Text excerpt →
>>>

People v. Malinski

CourtNew York Court of Appeals
Writing for the CourtCONWAY
Citation292 N.Y. 360,55 N.E.2d 353
PartiesPEOPLE v. MALINSKI et al.
Decision Date20 April 1944

292 N.Y. 360
55 N.E.2d 353

PEOPLE
v.
MALINSKI et al.

Court of Appeals of New York.

April 20, 1944.


Appeal from Kings County Court; Leibowitz, Judge.

Morris Malinski and others were convicted of murder in the first degree, and from judgments of the Kings County Court named defendant and a certain other defendant appeal.

Affirmed.

LEHMAN, C. J., and LOUGHRAN and RIPPEY, JJ., dissenting.

[55 N.E.2d 353]

David F. Price and Joseph Solovei, both of Brooklyn, for Morris Malinski, appellant.

John J. Fitzgerald, of New York City, Julian V. Carabba, of Brooklyn, and Saul M. Meadow, of New York City, for Sidney Rudish, appellant.


Thomas Cradock Hughes, Dist. Atty., of Brooklyn (Henry J. Walsh, of Brooklyn, of counsel), for respondent.

CONWAY, Judge.

The two defendants and one Joseph Indovino were convicted of the crime of murder in the first degree. As to Indovino, the jury recommended life imprisonment and his case is not now before us.

The deceased, Leon Fox, was a police officer of the city of New York who was accompanying the manager of a theater to a branch bank in Coney Island so that the receipts of the day might be deposited in the bank receptacle provided for that purpose. The tragedy occurred at about 11 o'clock at night and, since the date was February 15, 1941, and the scene on Surf Avenue in Coney Island, there was practically no one abroad. As the police officer and the manager proceeded toward the bank they neared an automobile which was parked on one of the streets running at right angles to and facing Surf Avenue. One door was open and the front lights had been extinguished. As they passed it, a man jumped from the car, knocked the manager down and shot the officer. The manager dropped the bag upon command,

[55 N.E.2d 354]

after attempting to run with it. It was picked up and the automobile drove off. The police officer fired some six shots after the departing automobile as he lay upon the sidewalk. None of the robbers was indentified by anyone. Those within the neighborhood testified to the speed and the quick departure of the automobile. One witness did say that he heard in all five or seven shots; that an automobile shot past; that there were three men in it; that the two men in front were short men; that the driver looked as if he could not reach the pedals of the car; that the man in the rear of the car was thin with hair slicked back and that he was bent over.

<<<

Dataset →
>>>

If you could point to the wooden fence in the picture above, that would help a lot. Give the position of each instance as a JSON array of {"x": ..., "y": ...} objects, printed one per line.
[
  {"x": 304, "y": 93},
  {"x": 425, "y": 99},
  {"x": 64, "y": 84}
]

<<<

What to work on →
(1) Rewrite the part of the court opinion that opens with the words containing "April 20, 1944." and closes with "RIPPEY, JJ., dissenting.", replacing "Kings County Court" with "trial court".
(2) List every attorney that the court opinion names as counsel for an appellant.
The lines above are not needed for what follows.

Answers for the exercise →
(1)
April 20, 1944.


Appeal from trial court; Leibowitz, Judge.

Morris Malinski and others were convicted of murder in the first degree, and from judgments of the trial court named defendant and a certain other defendant appeal.

Affirmed.

LEHMAN, C. J., and LOUGHRAN and RIPPEY, JJ., dissenting.

(2) David F. Price, Joseph Solovei, John J. Fitzgerald, Julian V. Carabba, Saul M. Meadow